■ **Dataset extract**
━━━━━━━━━━

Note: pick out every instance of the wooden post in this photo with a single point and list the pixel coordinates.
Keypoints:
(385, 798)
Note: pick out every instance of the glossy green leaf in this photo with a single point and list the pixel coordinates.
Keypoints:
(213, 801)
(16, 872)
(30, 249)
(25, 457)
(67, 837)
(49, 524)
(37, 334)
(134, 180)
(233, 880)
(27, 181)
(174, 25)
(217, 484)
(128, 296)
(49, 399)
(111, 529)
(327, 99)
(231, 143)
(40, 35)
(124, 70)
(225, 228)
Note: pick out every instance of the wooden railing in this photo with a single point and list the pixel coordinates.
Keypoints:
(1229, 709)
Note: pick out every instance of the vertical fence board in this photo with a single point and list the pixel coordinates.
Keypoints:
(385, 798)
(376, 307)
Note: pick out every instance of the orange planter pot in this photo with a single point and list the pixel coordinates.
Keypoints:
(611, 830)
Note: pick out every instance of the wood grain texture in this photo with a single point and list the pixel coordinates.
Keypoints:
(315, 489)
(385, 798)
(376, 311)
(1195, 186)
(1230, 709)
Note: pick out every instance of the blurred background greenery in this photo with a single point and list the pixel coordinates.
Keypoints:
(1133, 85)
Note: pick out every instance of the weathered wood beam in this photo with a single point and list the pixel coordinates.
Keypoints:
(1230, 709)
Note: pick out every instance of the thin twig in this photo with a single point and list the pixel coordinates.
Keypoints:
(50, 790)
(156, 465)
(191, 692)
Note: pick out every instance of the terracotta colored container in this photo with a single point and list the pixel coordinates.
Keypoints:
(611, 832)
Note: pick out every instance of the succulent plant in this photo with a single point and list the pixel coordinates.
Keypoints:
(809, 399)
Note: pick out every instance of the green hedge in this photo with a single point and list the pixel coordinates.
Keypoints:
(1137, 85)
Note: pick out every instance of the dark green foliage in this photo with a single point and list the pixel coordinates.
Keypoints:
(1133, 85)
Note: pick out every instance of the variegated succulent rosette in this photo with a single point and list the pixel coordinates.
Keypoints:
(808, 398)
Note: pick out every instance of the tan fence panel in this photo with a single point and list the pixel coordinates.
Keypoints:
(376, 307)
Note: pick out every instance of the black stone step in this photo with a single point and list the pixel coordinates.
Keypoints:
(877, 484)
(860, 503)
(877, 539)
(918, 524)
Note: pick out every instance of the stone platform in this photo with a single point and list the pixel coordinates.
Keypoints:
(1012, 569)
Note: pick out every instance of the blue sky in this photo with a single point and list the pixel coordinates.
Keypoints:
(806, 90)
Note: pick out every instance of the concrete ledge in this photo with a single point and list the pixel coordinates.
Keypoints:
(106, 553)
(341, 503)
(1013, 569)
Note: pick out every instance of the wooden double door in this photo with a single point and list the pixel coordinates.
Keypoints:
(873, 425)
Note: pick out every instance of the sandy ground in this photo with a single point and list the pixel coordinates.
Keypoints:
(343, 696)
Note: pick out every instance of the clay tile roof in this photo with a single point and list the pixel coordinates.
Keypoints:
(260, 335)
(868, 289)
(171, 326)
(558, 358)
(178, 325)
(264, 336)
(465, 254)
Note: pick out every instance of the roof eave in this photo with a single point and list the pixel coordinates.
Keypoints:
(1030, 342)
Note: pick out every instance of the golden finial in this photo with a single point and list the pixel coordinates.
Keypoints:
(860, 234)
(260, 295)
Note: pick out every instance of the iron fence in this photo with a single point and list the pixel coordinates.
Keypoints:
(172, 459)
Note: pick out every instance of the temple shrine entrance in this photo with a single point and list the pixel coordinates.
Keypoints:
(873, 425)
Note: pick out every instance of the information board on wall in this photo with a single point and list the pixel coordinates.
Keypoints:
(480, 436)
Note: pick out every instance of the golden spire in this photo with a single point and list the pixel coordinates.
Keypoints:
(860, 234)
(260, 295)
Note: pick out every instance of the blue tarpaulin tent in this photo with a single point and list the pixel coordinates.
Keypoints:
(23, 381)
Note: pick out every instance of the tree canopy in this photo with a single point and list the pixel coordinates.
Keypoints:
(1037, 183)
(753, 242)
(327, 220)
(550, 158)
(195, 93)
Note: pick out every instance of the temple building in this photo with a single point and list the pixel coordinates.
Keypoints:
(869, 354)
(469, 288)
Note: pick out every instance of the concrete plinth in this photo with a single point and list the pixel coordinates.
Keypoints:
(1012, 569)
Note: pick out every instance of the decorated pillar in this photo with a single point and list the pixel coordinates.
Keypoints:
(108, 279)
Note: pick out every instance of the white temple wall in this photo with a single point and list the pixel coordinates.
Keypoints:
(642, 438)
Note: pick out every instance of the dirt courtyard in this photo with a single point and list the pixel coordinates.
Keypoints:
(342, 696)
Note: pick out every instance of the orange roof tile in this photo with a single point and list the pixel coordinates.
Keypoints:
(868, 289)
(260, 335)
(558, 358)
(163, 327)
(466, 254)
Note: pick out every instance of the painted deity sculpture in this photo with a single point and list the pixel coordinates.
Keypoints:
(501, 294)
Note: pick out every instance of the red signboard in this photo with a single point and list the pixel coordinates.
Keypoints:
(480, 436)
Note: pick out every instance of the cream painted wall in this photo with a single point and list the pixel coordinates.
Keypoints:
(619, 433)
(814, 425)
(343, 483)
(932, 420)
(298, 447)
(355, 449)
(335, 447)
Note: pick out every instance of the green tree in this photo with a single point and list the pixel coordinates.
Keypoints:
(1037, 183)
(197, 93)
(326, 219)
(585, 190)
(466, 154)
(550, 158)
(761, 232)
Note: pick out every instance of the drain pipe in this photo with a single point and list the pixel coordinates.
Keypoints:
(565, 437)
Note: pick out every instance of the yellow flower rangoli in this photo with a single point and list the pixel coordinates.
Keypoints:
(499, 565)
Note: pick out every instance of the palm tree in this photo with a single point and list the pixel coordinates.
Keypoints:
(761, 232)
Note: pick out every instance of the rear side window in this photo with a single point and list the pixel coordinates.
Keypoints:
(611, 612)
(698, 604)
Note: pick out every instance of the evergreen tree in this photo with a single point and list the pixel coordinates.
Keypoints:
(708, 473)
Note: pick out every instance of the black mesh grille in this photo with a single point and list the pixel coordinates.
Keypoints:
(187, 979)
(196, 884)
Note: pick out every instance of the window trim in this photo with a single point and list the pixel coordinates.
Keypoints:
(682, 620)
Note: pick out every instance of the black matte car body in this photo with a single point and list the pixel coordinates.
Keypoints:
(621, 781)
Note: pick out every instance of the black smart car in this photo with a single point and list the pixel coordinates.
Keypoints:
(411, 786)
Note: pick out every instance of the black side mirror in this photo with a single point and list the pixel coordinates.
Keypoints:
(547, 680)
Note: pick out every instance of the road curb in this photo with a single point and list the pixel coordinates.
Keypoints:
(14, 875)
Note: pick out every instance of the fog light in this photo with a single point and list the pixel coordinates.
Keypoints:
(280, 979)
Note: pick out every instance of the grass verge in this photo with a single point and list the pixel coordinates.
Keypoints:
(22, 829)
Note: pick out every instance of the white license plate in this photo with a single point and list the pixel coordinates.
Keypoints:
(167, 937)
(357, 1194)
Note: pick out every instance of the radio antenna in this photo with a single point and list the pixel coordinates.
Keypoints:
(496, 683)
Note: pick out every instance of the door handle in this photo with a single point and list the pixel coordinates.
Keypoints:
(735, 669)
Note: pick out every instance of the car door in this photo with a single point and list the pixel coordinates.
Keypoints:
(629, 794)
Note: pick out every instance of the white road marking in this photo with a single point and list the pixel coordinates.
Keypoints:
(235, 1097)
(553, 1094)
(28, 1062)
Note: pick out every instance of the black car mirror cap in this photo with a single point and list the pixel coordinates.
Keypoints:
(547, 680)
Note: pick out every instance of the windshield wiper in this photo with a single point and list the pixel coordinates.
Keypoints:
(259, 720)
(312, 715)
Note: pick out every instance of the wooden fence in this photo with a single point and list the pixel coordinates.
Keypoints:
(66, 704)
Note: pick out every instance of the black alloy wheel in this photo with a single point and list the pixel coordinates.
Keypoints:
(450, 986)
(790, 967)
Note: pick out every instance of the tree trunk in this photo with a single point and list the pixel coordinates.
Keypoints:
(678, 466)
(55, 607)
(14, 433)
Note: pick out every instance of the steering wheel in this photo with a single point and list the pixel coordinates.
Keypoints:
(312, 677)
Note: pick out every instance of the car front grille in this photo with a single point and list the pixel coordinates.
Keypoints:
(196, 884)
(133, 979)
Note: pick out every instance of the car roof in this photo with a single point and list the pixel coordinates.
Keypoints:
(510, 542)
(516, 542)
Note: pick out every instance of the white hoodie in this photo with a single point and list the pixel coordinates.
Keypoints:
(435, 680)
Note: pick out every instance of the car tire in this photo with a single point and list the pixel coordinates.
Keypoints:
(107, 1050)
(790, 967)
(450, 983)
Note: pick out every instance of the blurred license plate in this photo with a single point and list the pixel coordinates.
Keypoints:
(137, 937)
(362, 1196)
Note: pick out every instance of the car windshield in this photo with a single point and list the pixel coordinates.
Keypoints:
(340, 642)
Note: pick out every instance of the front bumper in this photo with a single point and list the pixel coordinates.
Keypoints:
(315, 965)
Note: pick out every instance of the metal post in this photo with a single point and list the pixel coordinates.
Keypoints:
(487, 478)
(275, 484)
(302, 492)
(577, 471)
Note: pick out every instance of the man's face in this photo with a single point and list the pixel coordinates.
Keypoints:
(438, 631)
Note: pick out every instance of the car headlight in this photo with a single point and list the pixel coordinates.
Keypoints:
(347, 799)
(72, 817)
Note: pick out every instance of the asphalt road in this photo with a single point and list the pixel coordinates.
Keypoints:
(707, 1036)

━━━━━━━━━━

■ **Exercise**
Among the lines of the material above, find those with the word "succulent". Copy each one.

■ **Reply**
Note: pick out every instance of the succulent plant in this photo with a single point and list the pixel coordinates.
Note: pick out every instance of the variegated succulent rosette in this photo with a single point and list the pixel coordinates.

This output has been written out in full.